> Selected text:
+++

Loading Data into SAP HANA Cloud, Data Lake
The SAP HANA Cloud data lake is designed to support large volumes of data. One of the first issues you are likely to encounter is how to load large volumes of data into the data lake efficiently, where efficiency is measured by a combination of total cost and performance. While the data lake does support the standard SQL DML functions, by far the fastest way to load data is via the LOAD TABLE statement. This blog examines how the provisioning of your SAP HANA Cloud, data lake impacts the performance and cost for data loading. To keep things simple, I am only looking at individual table loads. Concurrent loading of data may be covered in a future post.
If you haven’t had a chance to try out SAP HANA Cloud and its built-in data lake, you can do that now by signing up for the free trial.

+++

> Set task A:
Rescale the records from the line with "the rear door" to the line with "[378,129,640,191]", both ends included. Give each line again, requests included, with every bounding-box coordinate multiplied by 1.85 and rounded to a whole number, halves rounded up.

+++

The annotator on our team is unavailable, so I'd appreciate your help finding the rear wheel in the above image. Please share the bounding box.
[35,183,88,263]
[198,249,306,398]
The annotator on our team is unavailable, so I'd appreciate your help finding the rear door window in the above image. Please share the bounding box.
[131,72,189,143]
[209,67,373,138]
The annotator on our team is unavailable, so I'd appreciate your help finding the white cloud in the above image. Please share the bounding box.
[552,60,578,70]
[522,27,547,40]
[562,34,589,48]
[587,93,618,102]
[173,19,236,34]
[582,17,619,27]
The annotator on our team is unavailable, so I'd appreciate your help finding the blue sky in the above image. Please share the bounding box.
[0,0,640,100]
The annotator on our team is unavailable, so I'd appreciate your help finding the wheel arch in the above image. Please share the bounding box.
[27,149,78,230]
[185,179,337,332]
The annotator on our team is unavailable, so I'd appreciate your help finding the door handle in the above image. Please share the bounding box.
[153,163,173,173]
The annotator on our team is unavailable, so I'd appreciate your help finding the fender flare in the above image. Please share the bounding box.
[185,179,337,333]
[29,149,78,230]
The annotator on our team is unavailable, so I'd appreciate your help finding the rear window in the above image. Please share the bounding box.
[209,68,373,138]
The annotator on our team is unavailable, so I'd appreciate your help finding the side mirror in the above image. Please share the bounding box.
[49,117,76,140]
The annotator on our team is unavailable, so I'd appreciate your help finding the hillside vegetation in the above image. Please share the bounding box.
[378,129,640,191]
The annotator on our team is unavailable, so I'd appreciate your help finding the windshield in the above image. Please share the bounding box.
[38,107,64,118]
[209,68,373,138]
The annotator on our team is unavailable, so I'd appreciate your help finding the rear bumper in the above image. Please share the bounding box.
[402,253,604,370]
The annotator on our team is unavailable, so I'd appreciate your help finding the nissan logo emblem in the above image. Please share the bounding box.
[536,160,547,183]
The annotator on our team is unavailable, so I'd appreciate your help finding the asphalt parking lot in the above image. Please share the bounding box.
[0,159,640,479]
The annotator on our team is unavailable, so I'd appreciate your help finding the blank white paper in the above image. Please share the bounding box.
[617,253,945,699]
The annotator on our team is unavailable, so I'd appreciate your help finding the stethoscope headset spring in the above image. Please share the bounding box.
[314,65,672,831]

+++

> Set task B:
For each statement, say yes or no according to the text on loading data into the SAP HANA Cloud data lake, and quote the words that decide it: (i) The fastest way to load data into the data lake is the LOAD TABLE statement. (ii) The text examines concurrent loading of data. (iii) Efficiency is measured by performance alone.

> Final answer A:
The annotator on our team is unavailable, so I'd appreciate your help finding the rear door window in the above image. Please share the bounding box.
[242,133,350,265]
[387,124,690,255]
The annotator on our team is unavailable, so I'd appreciate your help finding the white cloud in the above image. Please share the bounding box.
[1021,111,1069,130]
[966,50,1012,74]
[1040,63,1090,89]
[1086,172,1143,189]
[320,35,437,63]
[1077,31,1145,50]
The annotator on our team is unavailable, so I'd appreciate your help finding the blue sky in the above image. Please share the bounding box.
[0,0,1184,185]
The annotator on our team is unavailable, so I'd appreciate your help finding the wheel arch in the above image. Please share the bounding box.
[50,276,144,426]
[342,331,623,614]
The annotator on our team is unavailable, so I'd appreciate your help finding the door handle in the above image. Please share the bounding box.
[283,302,320,320]
The annotator on our team is unavailable, so I'd appreciate your help finding the fender flare in the above image. Please share the bounding box.
[342,331,623,616]
[54,276,144,426]
The annotator on our team is unavailable, so I'd appreciate your help finding the rear window in the above image. Please share the bounding box.
[387,126,690,255]
The annotator on our team is unavailable, so I'd appreciate your help finding the side mirror in the above image. Please share the bounding box.
[91,216,141,259]
The annotator on our team is unavailable, so I'd appreciate your help finding the hillside vegetation in the above image. Please share the bounding box.
[699,239,1184,353]

> Final answer B:
(i) Yes: "by far the fastest way to load data is via the LOAD TABLE statement"
(ii) No: "I am only looking at individual table loads"
(iii) No: "efficiency is measured by a combination of total cost and performance"